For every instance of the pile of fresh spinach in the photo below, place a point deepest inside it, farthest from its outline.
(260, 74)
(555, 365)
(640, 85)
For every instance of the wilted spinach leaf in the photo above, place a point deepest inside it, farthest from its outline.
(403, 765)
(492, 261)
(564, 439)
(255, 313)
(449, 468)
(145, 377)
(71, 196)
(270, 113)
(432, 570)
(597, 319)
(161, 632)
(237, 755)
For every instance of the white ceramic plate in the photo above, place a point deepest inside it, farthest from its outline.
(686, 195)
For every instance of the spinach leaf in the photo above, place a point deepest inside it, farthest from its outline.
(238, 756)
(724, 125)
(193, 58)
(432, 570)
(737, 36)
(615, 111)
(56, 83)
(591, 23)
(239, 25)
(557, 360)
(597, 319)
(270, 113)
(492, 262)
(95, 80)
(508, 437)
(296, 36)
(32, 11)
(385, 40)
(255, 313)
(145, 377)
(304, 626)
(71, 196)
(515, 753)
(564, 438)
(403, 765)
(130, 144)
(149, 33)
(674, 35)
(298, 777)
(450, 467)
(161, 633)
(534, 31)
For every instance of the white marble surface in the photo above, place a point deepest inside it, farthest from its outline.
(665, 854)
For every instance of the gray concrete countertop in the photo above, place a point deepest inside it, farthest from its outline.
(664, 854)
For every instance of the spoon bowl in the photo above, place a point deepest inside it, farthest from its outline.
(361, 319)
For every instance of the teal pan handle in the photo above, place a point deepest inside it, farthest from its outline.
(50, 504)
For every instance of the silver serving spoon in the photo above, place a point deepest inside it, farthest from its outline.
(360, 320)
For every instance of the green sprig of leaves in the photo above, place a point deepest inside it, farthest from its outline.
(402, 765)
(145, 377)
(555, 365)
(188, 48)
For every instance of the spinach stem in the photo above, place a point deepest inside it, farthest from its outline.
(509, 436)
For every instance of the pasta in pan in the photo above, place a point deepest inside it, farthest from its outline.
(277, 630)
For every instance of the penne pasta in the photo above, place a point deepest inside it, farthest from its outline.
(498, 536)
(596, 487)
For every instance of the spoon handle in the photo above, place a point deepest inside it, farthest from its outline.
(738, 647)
————————
**TASK REQUIREMENTS**
Copy the records above, keeping each line identical.

**WRITTEN REPLY**
For every instance of the pile of fresh spinach in the photo below, place a point deepest inside it, farthest from its outline.
(260, 74)
(555, 365)
(640, 85)
For every instance of the wilted spinach leaf in the photo above, place a point deepest inside it, farthest from its outline.
(403, 765)
(492, 261)
(564, 439)
(255, 313)
(449, 468)
(145, 377)
(71, 196)
(270, 113)
(432, 570)
(597, 319)
(161, 632)
(237, 755)
For every instance of the white ceramic plate in the photo above, place a point deepest inside it, farthest from its outline.
(686, 195)
For every instance of the spinach leaf in the photo above, place a point deepest inside it, farthest from its outline.
(238, 756)
(724, 125)
(193, 58)
(432, 570)
(737, 36)
(615, 111)
(56, 83)
(591, 23)
(239, 25)
(557, 360)
(597, 319)
(270, 113)
(492, 262)
(95, 80)
(508, 437)
(296, 36)
(32, 11)
(385, 40)
(255, 313)
(145, 377)
(304, 626)
(71, 196)
(515, 753)
(564, 438)
(403, 765)
(130, 144)
(149, 33)
(674, 35)
(298, 777)
(450, 467)
(161, 633)
(534, 31)
For every instance of the white marble surface in the photo above, place a point deepest inside it, farthest from its outline.
(665, 854)
For every instance of the gray concrete countertop in the photo above, place a point deepest inside it, farthest from its outline.
(664, 854)
For every instance of the spoon bowl in the photo above, place a point deepest inside it, farthest from its outline.
(361, 319)
For every instance of the teal pan handle in the photo above, place a point deepest inside it, farthest from its outline.
(50, 504)
For every instance of the silver serving spoon in the photo above, place a point deepest inside it, farthest from its outline.
(360, 320)
For every instance of the green sprig of leaves in the photo above, place a point deepest inside it, farthest from its outline.
(402, 765)
(145, 377)
(555, 365)
(188, 48)
For every instance of the spinach stem in the photo above, place a point deepest inside it, farthest from its outline.
(509, 436)
For every instance of the pasta in pan in the photo above, place a point deepest inside it, farthest from its outline.
(277, 630)
For every instance of the penne pasta in the photo above, place a point deepest inside it, farthest from its outline.
(498, 536)
(596, 487)
For every instance of the spoon handle in the photo above, place a point deepest inside it, farthest from its outline.
(738, 647)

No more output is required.